→ EXERCISE OBJECTIVE: The answer is every record that follows, printed exactly.

[[ RAW DATA, beginning ]]

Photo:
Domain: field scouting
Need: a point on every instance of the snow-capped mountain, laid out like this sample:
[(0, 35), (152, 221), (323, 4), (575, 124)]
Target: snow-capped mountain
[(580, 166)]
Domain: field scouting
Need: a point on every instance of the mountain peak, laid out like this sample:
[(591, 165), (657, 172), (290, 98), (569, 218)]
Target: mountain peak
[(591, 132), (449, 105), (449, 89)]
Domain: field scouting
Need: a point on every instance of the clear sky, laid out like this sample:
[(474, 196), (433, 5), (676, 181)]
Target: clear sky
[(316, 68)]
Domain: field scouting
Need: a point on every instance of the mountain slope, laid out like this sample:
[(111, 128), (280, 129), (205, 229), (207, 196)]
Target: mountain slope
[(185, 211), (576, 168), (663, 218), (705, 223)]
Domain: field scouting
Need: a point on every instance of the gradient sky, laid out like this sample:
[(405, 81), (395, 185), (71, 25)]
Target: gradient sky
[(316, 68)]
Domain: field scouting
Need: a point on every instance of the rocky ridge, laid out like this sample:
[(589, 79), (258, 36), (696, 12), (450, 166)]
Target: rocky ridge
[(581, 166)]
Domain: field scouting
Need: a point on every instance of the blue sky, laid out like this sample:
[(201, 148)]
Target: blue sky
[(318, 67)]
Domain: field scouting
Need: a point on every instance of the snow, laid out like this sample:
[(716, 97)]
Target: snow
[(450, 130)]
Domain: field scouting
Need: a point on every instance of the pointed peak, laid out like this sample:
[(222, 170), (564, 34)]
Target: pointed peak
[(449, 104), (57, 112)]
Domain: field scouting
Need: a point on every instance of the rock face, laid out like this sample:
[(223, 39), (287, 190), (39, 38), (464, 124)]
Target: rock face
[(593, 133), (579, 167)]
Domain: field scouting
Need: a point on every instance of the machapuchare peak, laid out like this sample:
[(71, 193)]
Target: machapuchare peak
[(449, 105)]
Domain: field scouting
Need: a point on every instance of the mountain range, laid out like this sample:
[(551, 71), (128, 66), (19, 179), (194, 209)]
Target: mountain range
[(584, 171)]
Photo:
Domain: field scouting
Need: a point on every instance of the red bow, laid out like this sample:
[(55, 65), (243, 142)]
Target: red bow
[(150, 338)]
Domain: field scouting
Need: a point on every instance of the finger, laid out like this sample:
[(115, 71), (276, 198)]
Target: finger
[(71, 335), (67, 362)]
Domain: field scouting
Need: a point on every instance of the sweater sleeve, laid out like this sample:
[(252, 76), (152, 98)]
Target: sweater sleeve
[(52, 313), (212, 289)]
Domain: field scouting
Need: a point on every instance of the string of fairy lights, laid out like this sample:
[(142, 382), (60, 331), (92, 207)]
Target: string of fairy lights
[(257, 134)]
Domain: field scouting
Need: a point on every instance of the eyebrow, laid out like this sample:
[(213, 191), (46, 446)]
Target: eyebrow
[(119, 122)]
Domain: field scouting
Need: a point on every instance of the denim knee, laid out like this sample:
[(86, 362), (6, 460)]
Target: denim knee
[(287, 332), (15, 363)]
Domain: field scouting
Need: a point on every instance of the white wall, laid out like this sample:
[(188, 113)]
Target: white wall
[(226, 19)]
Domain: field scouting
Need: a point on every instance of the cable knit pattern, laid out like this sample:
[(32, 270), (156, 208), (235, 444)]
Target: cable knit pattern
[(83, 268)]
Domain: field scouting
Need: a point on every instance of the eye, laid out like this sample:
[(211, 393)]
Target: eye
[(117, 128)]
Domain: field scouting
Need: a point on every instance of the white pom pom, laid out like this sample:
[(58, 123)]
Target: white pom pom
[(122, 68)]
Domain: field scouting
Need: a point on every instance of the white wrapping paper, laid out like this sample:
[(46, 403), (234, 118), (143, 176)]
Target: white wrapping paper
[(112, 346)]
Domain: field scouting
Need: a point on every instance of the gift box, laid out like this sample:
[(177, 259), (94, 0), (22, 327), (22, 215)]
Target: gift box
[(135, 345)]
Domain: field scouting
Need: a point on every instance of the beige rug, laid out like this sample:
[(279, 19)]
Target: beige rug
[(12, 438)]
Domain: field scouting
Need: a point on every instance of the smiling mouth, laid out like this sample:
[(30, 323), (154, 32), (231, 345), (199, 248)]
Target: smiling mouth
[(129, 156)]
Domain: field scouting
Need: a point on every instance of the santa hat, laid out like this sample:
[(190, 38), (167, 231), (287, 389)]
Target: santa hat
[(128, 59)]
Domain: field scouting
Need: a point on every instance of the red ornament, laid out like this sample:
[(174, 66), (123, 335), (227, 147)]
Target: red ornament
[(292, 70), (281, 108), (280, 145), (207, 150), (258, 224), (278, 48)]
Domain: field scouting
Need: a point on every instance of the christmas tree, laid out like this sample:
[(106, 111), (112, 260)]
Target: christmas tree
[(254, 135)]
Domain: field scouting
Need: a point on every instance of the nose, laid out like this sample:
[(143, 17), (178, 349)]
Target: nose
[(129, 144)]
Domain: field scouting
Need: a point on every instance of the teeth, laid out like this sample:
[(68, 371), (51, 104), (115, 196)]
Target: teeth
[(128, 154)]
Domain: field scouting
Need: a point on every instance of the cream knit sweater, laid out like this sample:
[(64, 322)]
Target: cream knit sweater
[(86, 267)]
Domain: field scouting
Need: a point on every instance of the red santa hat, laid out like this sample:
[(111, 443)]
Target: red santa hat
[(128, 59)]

[[ RAW DATA, end ]]

→ SOLVED EXERCISE:
Photo:
Domain: field scouting
Need: a point on every instance of the snow-capped mountain, laid out like this sample:
[(0, 35), (152, 221), (323, 4), (575, 124)]
Target: snow-capped mountain
[(580, 166)]
Domain: field scouting
Need: a point on every instance of the mountain peak, laid out like this sample:
[(591, 165), (657, 172), (290, 98), (569, 218)]
Target: mountain peak
[(591, 132), (449, 105), (449, 89)]
Domain: field scouting
Need: a point on every instance of the clear sky, laid out like this sample:
[(474, 196), (433, 5), (676, 181)]
Target: clear sky
[(316, 68)]
Domain: field scouting
Need: a point on every instance of the mountain slope, laid out like this sample:
[(111, 128), (280, 129), (205, 229), (207, 196)]
Target: mountain slope
[(185, 211), (576, 168), (663, 218), (705, 223)]
Domain: field scouting
Need: a point on every instance of the gradient sky, laid out like this sample:
[(405, 81), (395, 185), (71, 25)]
Target: gradient sky
[(316, 68)]
Domain: field scouting
Need: a point on every instance of the rocky ridge, laid out like this sample:
[(589, 79), (258, 36), (696, 12), (450, 166)]
Target: rocky ridge
[(581, 166)]
Domain: field scouting
Need: a point on every instance of the blue sky, laid out like this sample:
[(201, 148)]
Target: blue sky
[(318, 67)]
Domain: field scouting
Need: a point on every instance of the snow, laid out like this sample:
[(716, 97)]
Target: snow
[(450, 130)]
Domain: field scouting
Need: a point on every instance of the pointed peak, laid out like this sample:
[(222, 170), (564, 34)]
Target: pointed peak
[(449, 104), (57, 112)]
Domain: field scouting
Need: a point on every instance of the rock face, laid out like this sample:
[(223, 39), (287, 190), (39, 38), (464, 124)]
Target: rock face
[(593, 133), (579, 167)]
Domain: field scouting
Need: a point on every instance of the machapuchare peak, laid out like this sample:
[(71, 193)]
Target: machapuchare peak
[(449, 105)]
Domain: field scouting
Need: a point on every instance of the mountain range, laid out like this sample:
[(551, 71), (128, 66), (19, 179), (194, 209)]
Target: mountain range
[(584, 171)]
Photo:
Domain: field scouting
Need: a point on every instance of the red bow, laid out like this sample:
[(55, 65), (243, 142)]
Target: red bow
[(150, 338)]
Domain: field scouting
Need: a point on every instance of the finger, laid out like this sample:
[(115, 71), (276, 198)]
Target: finger
[(71, 335), (67, 362)]
Domain: field scouting
Need: a point on every instance of the sweater sleeve, laid out like this sample:
[(252, 76), (152, 98)]
Target: sweater sleeve
[(52, 313), (212, 289)]
Domain: field scouting
Need: a point on every instance of the string of fairy lights, laid out like this sample:
[(142, 382), (60, 331), (92, 207)]
Target: string of fairy lights
[(257, 134)]
Domain: field scouting
Need: a point on every instance of the eyebrow, laid out like this sample:
[(213, 191), (46, 446)]
Target: eyebrow
[(119, 122)]
Domain: field scouting
Need: a point on every instance of the denim knee, laid out like this sample:
[(86, 362), (6, 460)]
Target: denim knee
[(287, 332), (15, 363)]
Domain: field scouting
Need: a point on every instance of the white wall, laid out like this sample:
[(188, 113)]
Target: white wall
[(226, 19)]
Domain: field scouting
Need: a point on every instance of the cable knit pattern, laid out like this sample:
[(32, 270), (156, 208), (235, 444)]
Target: cable knit pattern
[(83, 268)]
Domain: field scouting
Need: a point on every instance of the eye, laid out like this sample:
[(211, 393)]
Target: eye
[(117, 128)]
Domain: field scouting
Need: a point on every instance of the white pom pom, laid out like this sample:
[(58, 123)]
Target: white pom pom
[(122, 68)]
Domain: field scouting
Need: a point on every instance of the white wrapping paper, laid out like this sample:
[(46, 403), (234, 118), (143, 176)]
Target: white wrapping paper
[(112, 346)]
Domain: field scouting
Need: a point on every instance of the gift box, laid out like this sample:
[(177, 259), (94, 0), (22, 327), (22, 215)]
Target: gift box
[(135, 345)]
Domain: field scouting
Need: a point on every instance of the beige rug, laid out like this sample:
[(279, 19)]
Target: beige rug
[(12, 438)]
Domain: field scouting
Need: a point on every instance of the smiling mouth, laid out like this sample:
[(30, 323), (154, 32), (231, 345), (199, 248)]
Target: smiling mouth
[(129, 156)]
Domain: field scouting
Need: a point on every instance of the santa hat, laid out like this sample:
[(190, 38), (167, 231), (287, 389)]
Target: santa hat
[(128, 59)]
Domain: field scouting
Need: a point on every instance of the red ornament, laid out like this sample:
[(174, 66), (123, 335), (227, 147)]
Target: red ornament
[(292, 70), (281, 108), (280, 145), (207, 150), (258, 224), (278, 48)]
Domain: field scouting
Need: a point on every instance of the christmas tree, laid out like this sample:
[(106, 111), (112, 260)]
Target: christmas tree
[(254, 135)]
Domain: field scouting
Need: a point on every instance of the nose, laid out like this sample:
[(143, 17), (178, 349)]
Target: nose
[(129, 144)]
Domain: field scouting
Need: a point on every instance of the teeth, laid out like this sample:
[(68, 371), (51, 104), (115, 196)]
Target: teeth
[(128, 154)]
Domain: field scouting
Need: a point on every instance of the cream knit sweater, laid out like this sample:
[(64, 322)]
Target: cream knit sweater
[(86, 267)]
Domain: field scouting
Need: a point on every instance of the red santa hat, laid out like this sample:
[(111, 443)]
Target: red santa hat
[(128, 59)]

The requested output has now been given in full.